◆ Exercise directions:
Write out each line from the data below that includes the word "edges".

◆ Data:
((
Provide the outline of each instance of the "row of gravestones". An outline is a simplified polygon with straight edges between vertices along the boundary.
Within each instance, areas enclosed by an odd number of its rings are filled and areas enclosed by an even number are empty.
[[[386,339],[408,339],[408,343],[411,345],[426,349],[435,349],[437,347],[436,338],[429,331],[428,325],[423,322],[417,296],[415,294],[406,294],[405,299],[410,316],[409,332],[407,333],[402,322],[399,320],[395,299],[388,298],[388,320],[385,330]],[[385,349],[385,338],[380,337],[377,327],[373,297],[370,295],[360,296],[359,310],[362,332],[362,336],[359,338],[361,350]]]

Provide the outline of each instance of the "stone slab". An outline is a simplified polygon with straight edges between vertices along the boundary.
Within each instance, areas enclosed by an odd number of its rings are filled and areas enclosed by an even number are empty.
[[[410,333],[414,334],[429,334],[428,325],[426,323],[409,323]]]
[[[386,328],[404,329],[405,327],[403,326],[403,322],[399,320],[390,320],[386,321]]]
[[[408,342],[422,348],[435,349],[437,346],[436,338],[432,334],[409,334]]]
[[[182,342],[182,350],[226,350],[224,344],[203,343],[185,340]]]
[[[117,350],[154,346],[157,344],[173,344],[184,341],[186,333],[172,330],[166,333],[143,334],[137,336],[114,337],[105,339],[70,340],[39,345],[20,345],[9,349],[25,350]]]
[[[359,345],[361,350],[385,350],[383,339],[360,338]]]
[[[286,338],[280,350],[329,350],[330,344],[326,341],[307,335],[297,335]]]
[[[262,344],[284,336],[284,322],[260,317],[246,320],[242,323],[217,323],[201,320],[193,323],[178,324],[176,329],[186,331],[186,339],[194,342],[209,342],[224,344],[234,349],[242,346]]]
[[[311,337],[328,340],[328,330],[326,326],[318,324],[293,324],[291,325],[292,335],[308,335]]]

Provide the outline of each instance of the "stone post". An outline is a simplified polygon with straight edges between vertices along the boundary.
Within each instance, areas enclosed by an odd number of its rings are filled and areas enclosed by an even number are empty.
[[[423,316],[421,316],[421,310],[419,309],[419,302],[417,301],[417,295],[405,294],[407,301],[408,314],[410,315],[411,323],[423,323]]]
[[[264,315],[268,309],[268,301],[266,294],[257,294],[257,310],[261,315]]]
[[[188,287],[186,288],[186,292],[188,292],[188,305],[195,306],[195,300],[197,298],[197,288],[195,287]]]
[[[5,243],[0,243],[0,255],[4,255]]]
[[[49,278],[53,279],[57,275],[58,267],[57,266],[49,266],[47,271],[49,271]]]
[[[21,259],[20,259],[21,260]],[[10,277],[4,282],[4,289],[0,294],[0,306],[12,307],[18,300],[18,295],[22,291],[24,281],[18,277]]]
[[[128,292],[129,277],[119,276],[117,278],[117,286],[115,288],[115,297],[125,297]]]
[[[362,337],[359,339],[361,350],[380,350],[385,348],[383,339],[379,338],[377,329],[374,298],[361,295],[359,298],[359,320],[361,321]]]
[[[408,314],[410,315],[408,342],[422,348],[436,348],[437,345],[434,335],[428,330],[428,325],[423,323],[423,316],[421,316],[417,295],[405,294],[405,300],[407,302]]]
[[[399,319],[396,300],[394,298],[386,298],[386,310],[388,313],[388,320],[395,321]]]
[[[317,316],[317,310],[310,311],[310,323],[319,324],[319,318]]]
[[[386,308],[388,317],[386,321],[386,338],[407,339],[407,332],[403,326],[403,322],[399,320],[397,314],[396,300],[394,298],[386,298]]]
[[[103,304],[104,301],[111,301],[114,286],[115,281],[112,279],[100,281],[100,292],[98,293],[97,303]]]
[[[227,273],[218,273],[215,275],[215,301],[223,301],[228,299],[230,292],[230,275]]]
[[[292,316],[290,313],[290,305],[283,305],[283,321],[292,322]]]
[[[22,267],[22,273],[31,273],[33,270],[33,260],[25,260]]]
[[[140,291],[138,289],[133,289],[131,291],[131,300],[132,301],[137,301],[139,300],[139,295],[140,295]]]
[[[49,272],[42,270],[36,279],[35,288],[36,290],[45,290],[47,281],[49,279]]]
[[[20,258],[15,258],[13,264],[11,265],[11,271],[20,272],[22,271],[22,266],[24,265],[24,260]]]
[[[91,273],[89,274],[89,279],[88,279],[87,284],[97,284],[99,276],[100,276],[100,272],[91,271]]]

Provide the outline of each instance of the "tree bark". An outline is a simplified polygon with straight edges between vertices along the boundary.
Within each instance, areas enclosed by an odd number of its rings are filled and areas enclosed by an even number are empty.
))
◆ Answer section:
Provide the outline of each instance of the "row of gravestones". An outline is a simplified polygon with straight edges between vertices along the boundary.
Provide the outline of each instance of the "stone slab". An outline is a simplified polygon with straight edges between vertices along the boundary.
Provide the outline of each instance of the "stone post". An outline is a simplified polygon with straight edges between vertices along the boundary.
Provide the outline of each instance of the "tree bark". An outline is a simplified polygon with straight edges between vertices along the boundary.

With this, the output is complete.